**Selected text**.
[START]

One category of commercial devices that is being given a 
considerable amount of attention is reprogrammable SRAM 
based FPGAs. Xilinx (Virtex II, Virtex 4, and Virtex 5) 
SRAM-based FPGAs are the forerunners for aerospace 
research. This type of device can be reprogrammed because 
its configuration is stored in SRAM (vs. fixed configuration 
types such as anti-fiises). The implementation pros are speed 
and agility. However, a caveat is that the configuration 
memory is not radiation-hardened and is susceptible to faults. 

It is also important to note that SRAM-based FPGAs not only 
incur upsets in configuration but also incur upsets in their 
functional logic paths. 

Proposed mitigation techniques for configuration vs. 
functional logic are very different and are not easy to 
implement. The purpose of configuration mitigation is to 
protect the FPGA configuration from upsets. This approach 
requires the system to have the ability to write into the 
configuration memory space with correct configuration data 
and can be categorized as follows: 

Category 1 Reconfiguration: Apply a full reconfiguration to 
the FPGA (every so often or upon detection of error state).

[END]

**The problem**.
Answer these about the text on SRAM-based FPGAs:
1. Which Xilinx FPGA families does it name?
2. Besides configuration, where else do these FPGAs incur upsets?
3. When does Category 1 Reconfiguration apply a full reconfiguration?

**Source data**.
[START]

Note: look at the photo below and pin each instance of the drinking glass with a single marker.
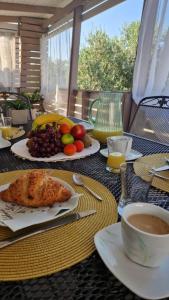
(114, 160)
(5, 126)
(134, 188)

[END]

**Complete response**.
1. Virtex II, Virtex 4, and Virtex 5.
2. In their functional logic paths.
3. Every so often, or upon detection of an error state.